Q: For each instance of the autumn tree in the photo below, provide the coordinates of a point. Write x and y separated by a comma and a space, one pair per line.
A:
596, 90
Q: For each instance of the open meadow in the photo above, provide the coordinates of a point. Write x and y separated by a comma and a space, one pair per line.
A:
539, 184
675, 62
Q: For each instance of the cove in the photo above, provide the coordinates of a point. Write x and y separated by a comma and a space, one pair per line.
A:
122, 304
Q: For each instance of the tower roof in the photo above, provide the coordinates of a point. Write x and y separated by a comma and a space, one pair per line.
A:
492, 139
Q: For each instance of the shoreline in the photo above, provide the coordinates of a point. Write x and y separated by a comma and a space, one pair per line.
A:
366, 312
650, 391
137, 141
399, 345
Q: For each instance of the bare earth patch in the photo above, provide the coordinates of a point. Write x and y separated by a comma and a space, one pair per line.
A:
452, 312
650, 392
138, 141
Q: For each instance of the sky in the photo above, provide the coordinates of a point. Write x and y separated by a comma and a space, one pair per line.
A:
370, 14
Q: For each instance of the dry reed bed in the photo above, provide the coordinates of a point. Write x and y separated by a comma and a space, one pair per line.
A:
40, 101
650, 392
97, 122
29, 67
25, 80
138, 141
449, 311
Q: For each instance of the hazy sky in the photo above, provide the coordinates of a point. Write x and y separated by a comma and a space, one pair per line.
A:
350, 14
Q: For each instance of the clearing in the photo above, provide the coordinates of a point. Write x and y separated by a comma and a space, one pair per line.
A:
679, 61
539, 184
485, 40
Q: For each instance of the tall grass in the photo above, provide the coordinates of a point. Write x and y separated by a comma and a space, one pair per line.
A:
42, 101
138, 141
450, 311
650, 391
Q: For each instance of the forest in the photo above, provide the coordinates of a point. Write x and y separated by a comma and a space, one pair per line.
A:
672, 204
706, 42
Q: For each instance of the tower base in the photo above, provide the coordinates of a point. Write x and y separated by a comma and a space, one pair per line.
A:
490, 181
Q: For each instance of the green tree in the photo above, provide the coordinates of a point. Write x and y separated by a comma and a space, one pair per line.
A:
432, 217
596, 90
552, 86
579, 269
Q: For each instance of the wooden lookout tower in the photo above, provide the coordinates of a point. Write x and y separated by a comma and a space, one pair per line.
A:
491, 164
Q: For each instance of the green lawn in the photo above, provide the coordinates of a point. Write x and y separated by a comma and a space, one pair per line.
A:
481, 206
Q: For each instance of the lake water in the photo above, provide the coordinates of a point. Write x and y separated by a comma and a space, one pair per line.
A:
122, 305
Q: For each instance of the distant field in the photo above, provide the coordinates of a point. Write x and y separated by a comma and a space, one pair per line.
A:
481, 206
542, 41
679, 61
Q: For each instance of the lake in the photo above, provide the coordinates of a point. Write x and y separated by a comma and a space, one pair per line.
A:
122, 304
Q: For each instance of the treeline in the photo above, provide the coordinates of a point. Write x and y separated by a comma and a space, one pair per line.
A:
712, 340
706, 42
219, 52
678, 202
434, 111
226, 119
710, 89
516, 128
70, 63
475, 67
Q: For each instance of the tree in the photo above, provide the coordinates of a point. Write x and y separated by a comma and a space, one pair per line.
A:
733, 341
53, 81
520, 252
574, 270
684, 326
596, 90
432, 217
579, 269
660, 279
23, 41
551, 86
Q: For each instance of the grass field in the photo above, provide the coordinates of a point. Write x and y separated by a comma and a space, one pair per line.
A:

Exercise aim — Print every entry exactly as written.

Exercise solution —
Q: For each instance of the autumn tree in the photo below, provide the coordinates of a point. Write x and y separated by a comma and a space, one pair per line.
A:
596, 90
Q: For each instance of the open meadow in the photo above, provide the coordinates of a point. Write x and y separated by a comma and a space, one pair per line.
A:
539, 184
675, 62
Q: For each instance of the cove in the photo above, provide the coordinates of a point. Write x and y separated by a comma and a space, one pair per line.
A:
122, 304
Q: For each instance of the tower roof in the photo above, provide the coordinates of a point. Write x and y separated by a comma and a space, one pair per line.
A:
492, 139
Q: For each instance of the shoreline in the photo above, provide the coordinates of a point. Write x and y separated by a comma and a space, one pair per line.
A:
366, 312
650, 391
137, 141
399, 345
Q: For each instance of the bare earth patch in the photo above, provide the coordinates of a point. Write x and y separated by a comma and a space, one pair per line.
A:
452, 312
650, 392
138, 141
Q: For each instance of the sky in the photo above, provide the coordinates of a point. Write x and y separated by a comma and a space, one pair per line.
A:
370, 14
Q: For each instance of the dry reed bed in the photo above, provide the coordinates of a point. Write x and y separated by a comma and a space, one pair per line.
A:
40, 101
650, 392
97, 122
29, 67
25, 80
138, 141
449, 311
Q: For each instance of the hazy sky in the photo above, provide the coordinates of a point. Write x and y separated by a comma and a space, one pair per line.
A:
350, 14
Q: For each instance of the clearing in the photo above, provide the coordinates of a point. Write x and y separated by a comma and a space, one pair per line.
A:
679, 61
539, 184
485, 40
Q: For each instance of the tall grass in the photo above, provide the coordinates of a point. Write x and y separated by a comma and a space, one pair per line.
A:
42, 101
138, 141
450, 311
650, 391
Q: For each instance of the forest in the photo above, provide the coordinates of a point. Write x and y separated by a comma and a space, one pair per line.
A:
672, 204
706, 42
Q: For each instance of the tower base in the photo above, provide the coordinates of a point. Write x and y separated by a comma and a space, one pair per line.
A:
490, 181
Q: For each instance of the green tree in the photo above, provide the coordinates of a point. Write x and y separated by a comma and a space, one pair per line.
A:
432, 217
596, 90
552, 86
579, 269
Q: For each instance of the wooden lookout tower in the photo above, provide the coordinates of a point. Write x and y separated by a comma and a space, one pair per line.
A:
491, 164
Q: For each instance of the green lawn in the photo above, provide the coordinates of a point. Write x and y separated by a comma and a space, one pair per line.
A:
481, 206
Q: For each instance of the lake water in the photo above, provide the coordinates of a point. Write x and y separated by a comma and a space, one pair per line.
A:
122, 305
Q: For each instance of the distant field in the photo above, provide the coordinates of a point. Write x and y separated by a comma and a space, one pair per line.
A:
481, 206
542, 41
679, 61
Q: For each instance of the lake in the photo above, provide the coordinates of a point. Write x and y separated by a comma and a space, one pair per line.
A:
122, 304
Q: For each instance of the treeline in the photo above, provide the coordinates of a point. Write x and y separated by a comma and a space, one pair per line.
A:
712, 340
706, 42
219, 52
678, 202
434, 111
226, 119
710, 89
516, 128
70, 63
475, 67
Q: For each instance of the tree in the photo above, provide the coordinates of a point. Write x and y separated by a comma and a space, one pair per line.
A:
733, 341
53, 81
520, 252
574, 270
684, 326
596, 90
432, 217
579, 269
660, 279
23, 41
551, 86
Q: For each instance of the grass field in the photo above, provide the coordinates of a point. Write x and y separated by a comma and a space, one pair per line.
A:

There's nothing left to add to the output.